[BEGIN]
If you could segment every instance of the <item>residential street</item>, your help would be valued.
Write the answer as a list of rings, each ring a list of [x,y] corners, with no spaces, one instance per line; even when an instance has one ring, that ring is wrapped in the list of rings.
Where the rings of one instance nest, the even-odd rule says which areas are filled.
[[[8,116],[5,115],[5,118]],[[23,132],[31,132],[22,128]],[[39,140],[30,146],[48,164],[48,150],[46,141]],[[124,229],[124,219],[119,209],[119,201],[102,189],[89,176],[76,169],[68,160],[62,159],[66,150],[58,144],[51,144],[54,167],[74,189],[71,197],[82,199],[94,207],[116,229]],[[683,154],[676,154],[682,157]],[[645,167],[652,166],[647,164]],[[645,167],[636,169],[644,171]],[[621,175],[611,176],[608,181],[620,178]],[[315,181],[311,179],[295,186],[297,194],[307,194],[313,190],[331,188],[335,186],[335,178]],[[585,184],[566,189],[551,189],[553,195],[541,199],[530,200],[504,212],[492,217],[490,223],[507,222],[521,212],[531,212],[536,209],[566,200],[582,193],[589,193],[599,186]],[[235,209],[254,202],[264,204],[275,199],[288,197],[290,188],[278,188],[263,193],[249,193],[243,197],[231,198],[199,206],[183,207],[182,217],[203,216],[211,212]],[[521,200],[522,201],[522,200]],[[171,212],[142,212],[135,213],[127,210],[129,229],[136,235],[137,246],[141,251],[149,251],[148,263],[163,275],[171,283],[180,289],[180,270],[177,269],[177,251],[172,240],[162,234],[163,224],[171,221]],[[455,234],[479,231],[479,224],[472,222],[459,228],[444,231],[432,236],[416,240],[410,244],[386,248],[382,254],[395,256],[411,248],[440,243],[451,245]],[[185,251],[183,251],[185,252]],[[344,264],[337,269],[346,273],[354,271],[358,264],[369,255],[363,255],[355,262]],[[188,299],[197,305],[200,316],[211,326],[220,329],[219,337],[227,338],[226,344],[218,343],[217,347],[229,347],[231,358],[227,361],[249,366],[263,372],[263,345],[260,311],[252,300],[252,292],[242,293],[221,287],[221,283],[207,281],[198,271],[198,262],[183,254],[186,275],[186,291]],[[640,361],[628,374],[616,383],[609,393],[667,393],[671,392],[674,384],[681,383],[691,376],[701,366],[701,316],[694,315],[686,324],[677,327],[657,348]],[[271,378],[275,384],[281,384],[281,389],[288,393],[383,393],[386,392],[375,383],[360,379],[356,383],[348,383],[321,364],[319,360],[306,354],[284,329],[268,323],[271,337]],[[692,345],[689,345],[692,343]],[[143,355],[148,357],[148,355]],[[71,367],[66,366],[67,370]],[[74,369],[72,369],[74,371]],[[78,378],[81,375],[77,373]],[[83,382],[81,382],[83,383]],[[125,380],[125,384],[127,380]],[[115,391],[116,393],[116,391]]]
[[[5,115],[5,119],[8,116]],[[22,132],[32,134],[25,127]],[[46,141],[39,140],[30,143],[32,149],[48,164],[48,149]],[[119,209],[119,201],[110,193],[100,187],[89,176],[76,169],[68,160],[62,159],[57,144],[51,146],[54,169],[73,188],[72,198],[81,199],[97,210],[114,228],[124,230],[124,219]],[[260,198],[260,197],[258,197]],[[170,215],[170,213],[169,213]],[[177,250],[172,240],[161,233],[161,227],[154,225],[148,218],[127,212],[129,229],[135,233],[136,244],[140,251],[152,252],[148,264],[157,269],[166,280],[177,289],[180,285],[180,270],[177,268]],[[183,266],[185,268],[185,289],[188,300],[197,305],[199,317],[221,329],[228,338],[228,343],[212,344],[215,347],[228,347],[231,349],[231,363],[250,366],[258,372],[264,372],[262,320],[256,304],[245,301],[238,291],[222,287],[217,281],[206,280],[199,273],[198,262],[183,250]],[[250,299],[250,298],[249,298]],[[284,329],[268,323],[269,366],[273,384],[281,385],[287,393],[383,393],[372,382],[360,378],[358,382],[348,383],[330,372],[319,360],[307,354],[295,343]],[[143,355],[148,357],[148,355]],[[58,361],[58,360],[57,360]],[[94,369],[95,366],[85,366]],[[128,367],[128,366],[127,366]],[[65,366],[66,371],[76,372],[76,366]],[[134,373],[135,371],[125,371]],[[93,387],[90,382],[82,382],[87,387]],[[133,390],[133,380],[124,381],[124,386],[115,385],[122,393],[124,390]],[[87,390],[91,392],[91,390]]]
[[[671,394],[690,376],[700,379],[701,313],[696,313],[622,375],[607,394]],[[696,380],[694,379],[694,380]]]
[END]
WHAT THE TASK REQUIRES: Can you rewrite the entries above so that "residential street" becomes "parking lot", with every other part left unchanged?

FULL RESPONSE:
If you could segment every instance of the <item>parking lot</item>, your help would be valued.
Write the answer as a list of rings, each ring a list of [x,y] corners, with no spaces, one instance per line; even when an instance has one ring, that ring is wrapped in the list of rings.
Where the rings of one instance nest, the even-odd rule says which areas are filled.
[[[8,116],[5,115],[5,118]],[[23,132],[31,132],[22,128]],[[39,140],[30,146],[48,164],[48,150],[46,141]],[[124,229],[124,219],[119,209],[119,201],[102,189],[89,176],[76,169],[68,160],[62,159],[66,150],[58,144],[51,144],[54,167],[74,189],[71,197],[82,199],[94,207],[116,229]],[[683,154],[676,154],[682,157]],[[645,167],[652,166],[647,164]],[[645,167],[636,169],[644,171]],[[621,175],[611,176],[608,181],[620,178]],[[315,181],[311,179],[295,186],[297,194],[307,194],[313,190],[331,188],[335,186],[335,178]],[[585,184],[566,189],[551,189],[553,195],[541,199],[530,200],[504,212],[492,217],[490,223],[507,222],[521,212],[531,212],[536,209],[566,200],[582,193],[589,193],[599,186]],[[235,209],[254,202],[264,204],[275,199],[288,197],[290,188],[278,188],[263,193],[249,193],[243,197],[231,198],[199,206],[183,207],[182,217],[203,216],[211,212]],[[521,200],[522,201],[522,200]],[[171,212],[142,212],[135,213],[127,210],[129,229],[136,235],[137,246],[141,251],[149,251],[148,263],[163,275],[171,283],[180,289],[180,270],[177,269],[177,251],[172,240],[162,234],[163,224],[171,221]],[[455,234],[479,231],[479,224],[472,222],[459,228],[444,231],[432,236],[416,240],[410,244],[386,248],[382,254],[395,256],[411,248],[440,243],[451,245]],[[185,251],[183,251],[185,252]],[[344,264],[337,269],[346,273],[354,271],[358,264],[369,255],[363,255],[355,262]],[[188,299],[197,305],[200,316],[211,326],[220,329],[219,337],[227,338],[226,344],[218,343],[217,347],[229,347],[231,358],[227,361],[249,366],[263,372],[263,345],[260,311],[252,300],[252,292],[242,293],[221,287],[221,283],[207,281],[198,271],[198,262],[183,254],[186,275],[186,291]],[[640,361],[628,374],[616,383],[609,393],[667,393],[671,392],[674,384],[681,383],[691,376],[701,366],[701,316],[694,315],[686,324],[677,327],[657,348]],[[271,378],[275,384],[281,384],[281,389],[288,393],[383,393],[386,392],[375,383],[360,379],[356,383],[348,383],[321,364],[319,360],[306,354],[284,329],[268,323],[271,337]],[[692,345],[689,345],[692,343]],[[143,355],[148,357],[148,355]],[[71,367],[66,366],[67,370]],[[74,369],[72,369],[74,371]],[[78,378],[81,375],[77,373]],[[83,382],[81,382],[83,383]],[[125,380],[125,384],[127,380]],[[115,391],[116,393],[116,391]]]
[[[5,115],[5,119],[8,116]],[[22,132],[32,134],[25,127]],[[46,141],[39,140],[30,143],[32,149],[48,164],[48,149]],[[119,209],[119,201],[110,193],[100,187],[89,176],[76,169],[68,160],[62,159],[57,144],[51,146],[54,169],[73,188],[72,198],[81,199],[97,210],[114,228],[124,230],[124,219]],[[260,198],[260,197],[258,197]],[[170,215],[170,213],[169,213]],[[177,250],[172,240],[161,233],[161,227],[154,225],[148,218],[127,212],[129,229],[135,233],[136,244],[140,251],[152,252],[148,264],[157,269],[166,280],[177,289],[180,285],[180,270],[177,268]],[[183,266],[185,268],[185,289],[188,300],[197,305],[199,317],[221,329],[228,338],[228,343],[212,344],[215,347],[228,347],[231,349],[231,363],[250,366],[258,372],[264,372],[262,320],[256,304],[245,301],[238,291],[222,287],[217,281],[206,280],[199,273],[198,262],[183,250]],[[250,299],[250,298],[249,298]],[[284,329],[268,323],[269,366],[273,384],[281,385],[287,393],[383,393],[372,382],[360,378],[358,382],[348,383],[330,372],[319,360],[307,354],[295,343]],[[143,355],[148,357],[148,355]],[[58,361],[58,360],[57,360]],[[94,369],[95,366],[85,366]],[[128,367],[128,366],[127,366]],[[65,366],[66,371],[76,372],[76,366]],[[134,373],[135,371],[125,371]],[[93,387],[90,382],[82,382],[87,387]],[[133,390],[133,380],[124,381],[124,386],[115,385],[122,393],[124,390]],[[87,390],[91,392],[91,390]]]
[[[671,394],[690,376],[700,379],[701,313],[696,313],[622,375],[607,394]],[[696,380],[694,379],[694,380]]]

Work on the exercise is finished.